#### Requirement A:
In the editorial about returning to campus, why did one staff member record a podcast episode in the laundry room?
#### Requirement B:
Rewrite the editorial about returning to campus from "And, we’re back." up to and including "anxiety and fear.", substituting "worry" for "anxiety".
#### Requirement C:
Resume the editorial about returning to campus after its last sentence.

#### Excerpted text:
Editorial: The first time we’ve felt like student-journalists in a long time


Photo credit: Grace Doyle

The Oracle Editorial Board and staff reporters work independently in the Publication Lab on campus. As the 2021-2022 school year begins, we are thankful to have the opportunity to learn and connect with one another in person, as journalists everywhere felt the repercussions of the pandemic as it affected their reporting.

And, we’re back. 

As schools across the country return to in-person learning full time, middle, high school and college students alike adjust to the new safety protocols and practices that are now in place. Whether it is weekly COVID-19 testing or masking and health screenings, this return to school has brought about significant changes in the lives of students. Emotions have been fluctuating surrounding this return, ranging from joy and excitement to anxiety and fear. 

For us, however, this official return to campus truly marks the first time that we’ve felt like student journalists in a long time.

Even though we continued our reporting throughout the latter half of the 2019-2020 school year as well as the entire 2020-2021 academic year, reporting on campus as a collective staff was a feeling that we all of us sincerely missed during quarantine. The effects of remote learning restricted our ability to cover breaking news stories, as we weren’t able to approach a classmate or faculty member in the hallway but instead had to reach out via email to set up a Zoom interview. 

We had to be resourceful and use the materials around our homes to continue shooting broadcasts and photo galleries, as access to cameras, film equipment and live events was limited. One of us went so far as to record a podcast episode in the laundry room because it was the most distant room in the house, making it less susceptible to picking up other audio.

We had to be flexible within our own personal schedules to better comply with Zoom interviews, whether we completed them before class early in the morning or late at night after finishing up homework. 

These changes lengthened the typical article writing process that was so familiar to all of us prior to the pandemic. 

We missed in-person interviews.

We missed the publication lab, which felt like our second home on campus.

We missed lugging all of the film equipment up and down the stairs to the lighting studio.

#### Data supplied:

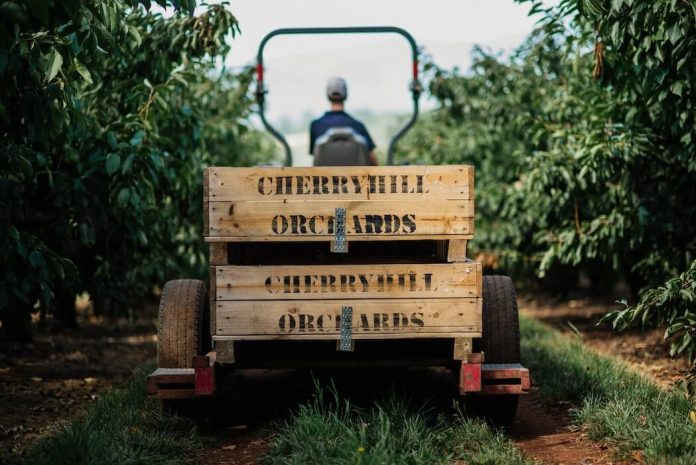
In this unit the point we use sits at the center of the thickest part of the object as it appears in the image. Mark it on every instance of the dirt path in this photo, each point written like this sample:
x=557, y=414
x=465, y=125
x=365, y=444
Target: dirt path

==

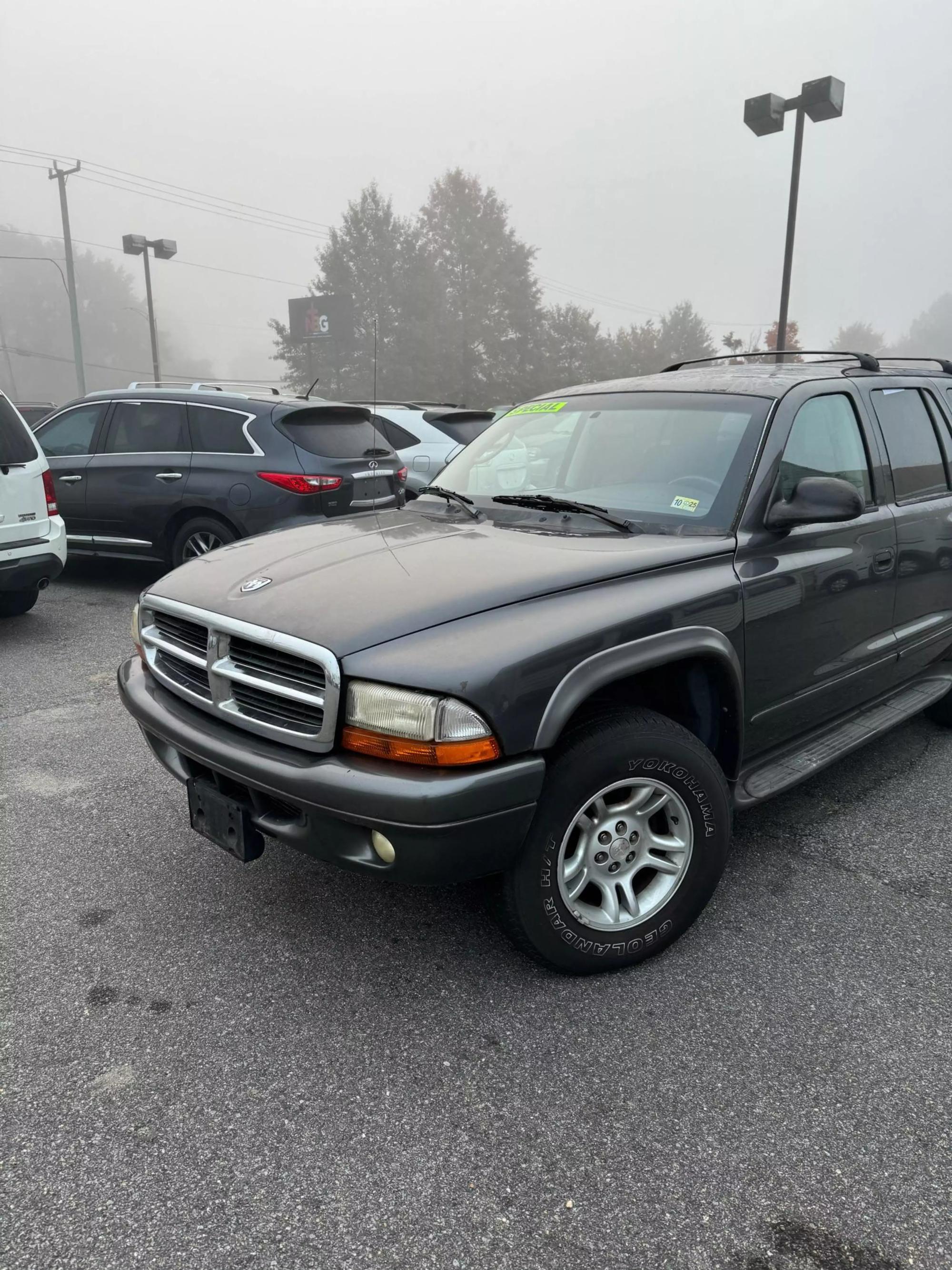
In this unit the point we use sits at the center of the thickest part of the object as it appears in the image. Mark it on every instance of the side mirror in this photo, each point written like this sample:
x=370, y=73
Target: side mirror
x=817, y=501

* * *

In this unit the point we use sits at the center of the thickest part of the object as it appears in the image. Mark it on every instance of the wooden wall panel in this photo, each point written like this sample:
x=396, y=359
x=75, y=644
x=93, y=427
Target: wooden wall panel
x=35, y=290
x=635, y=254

#### Final answer A:
It was the most distant room in the house, so it was less likely to pick up other audio.

#### Final answer B:
And, we’re back. 

As schools across the country return to in-person learning full time, middle, high school and college students alike adjust to the new safety protocols and practices that are now in place. Whether it is weekly COVID-19 testing or masking and health screenings, this return to school has brought about significant changes in the lives of students. Emotions have been fluctuating surrounding this return, ranging from joy and excitement to worry and fear.

#### Final answer C:
We missed putting on our press passes and unzipping the front pocket of our backpacks to get our reporter’s notepad.

But most of all, we missed the spontaneity that being on campus afforded us.

It feels like a dream being able to approach sources and interview them in real time. Whether it is on the bus, in the library or in the middle of a bustling hallway, being able to connect with members of the Archer community without having to turn on our cameras or unmute our microphones is a true luxury. 

According to this EDUCAUSE Survey, “Among student respondents, 70% said they prefer mostly or completely face-to-face learning environments. The professors surveyed were even more partial to face-to-face classes, with 73 percent preferring them.”

We could not agree more. The impact face-to-face learning environments has on us as a school publication is profound, as we find ourselves excited to come to class each day, eager to report on something new. 

This change in setting most definitely affected our writing and reporting, as we are able to cover breaking news pieces in a much more lively and less robotic way, while beginning to shift our narrative away from COVID-19 related pieces. 

Although the pandemic gave us the space to become much more flexible and versatile writers and reporters, nothing has, or ever will compare to being together as a whole unit.

Now, we can confidently say that we are back like we never left. 

And for this year, we plan to take advantage of every opportunity that learning on campus provides us. So if you see us running to an interview through the hallways or lugging film equipment up the stairs, just know that we are back in full swing.